■ Work instructions
Among the entries below, count the lines where the string "green" occurs, and give only the number.

■ Input material
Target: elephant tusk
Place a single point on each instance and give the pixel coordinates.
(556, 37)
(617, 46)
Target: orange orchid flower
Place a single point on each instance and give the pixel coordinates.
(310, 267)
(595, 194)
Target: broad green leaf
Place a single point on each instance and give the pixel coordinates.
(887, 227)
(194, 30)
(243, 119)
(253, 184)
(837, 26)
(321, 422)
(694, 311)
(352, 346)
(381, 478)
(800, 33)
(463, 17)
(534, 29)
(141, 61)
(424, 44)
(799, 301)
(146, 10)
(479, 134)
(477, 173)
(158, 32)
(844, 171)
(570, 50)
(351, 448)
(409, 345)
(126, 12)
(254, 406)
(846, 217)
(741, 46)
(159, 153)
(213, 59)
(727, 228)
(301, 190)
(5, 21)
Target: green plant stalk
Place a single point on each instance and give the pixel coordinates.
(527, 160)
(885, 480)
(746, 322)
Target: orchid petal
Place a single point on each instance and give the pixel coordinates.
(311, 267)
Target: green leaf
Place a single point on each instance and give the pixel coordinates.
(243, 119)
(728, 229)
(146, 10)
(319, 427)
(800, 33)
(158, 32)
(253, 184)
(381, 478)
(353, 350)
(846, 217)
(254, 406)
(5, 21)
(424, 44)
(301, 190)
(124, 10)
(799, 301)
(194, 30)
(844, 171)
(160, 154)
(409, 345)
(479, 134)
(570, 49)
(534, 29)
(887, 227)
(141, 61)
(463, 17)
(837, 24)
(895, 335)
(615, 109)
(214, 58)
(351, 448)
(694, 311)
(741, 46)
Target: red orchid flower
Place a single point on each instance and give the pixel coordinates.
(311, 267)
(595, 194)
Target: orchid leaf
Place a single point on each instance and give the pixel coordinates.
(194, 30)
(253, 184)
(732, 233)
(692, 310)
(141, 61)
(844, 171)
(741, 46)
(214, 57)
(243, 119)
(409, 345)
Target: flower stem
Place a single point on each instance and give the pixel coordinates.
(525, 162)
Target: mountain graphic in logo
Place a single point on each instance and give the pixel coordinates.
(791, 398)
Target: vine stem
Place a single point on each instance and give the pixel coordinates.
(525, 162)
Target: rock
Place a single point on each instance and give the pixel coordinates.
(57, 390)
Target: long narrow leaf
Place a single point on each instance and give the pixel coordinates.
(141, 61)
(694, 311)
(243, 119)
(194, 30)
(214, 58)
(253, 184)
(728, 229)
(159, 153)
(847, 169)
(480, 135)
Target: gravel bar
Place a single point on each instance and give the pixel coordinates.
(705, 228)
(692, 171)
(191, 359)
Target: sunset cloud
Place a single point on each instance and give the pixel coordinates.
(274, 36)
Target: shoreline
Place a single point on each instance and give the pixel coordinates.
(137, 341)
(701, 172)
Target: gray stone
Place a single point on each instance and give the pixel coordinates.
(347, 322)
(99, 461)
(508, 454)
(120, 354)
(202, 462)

■ Response box
3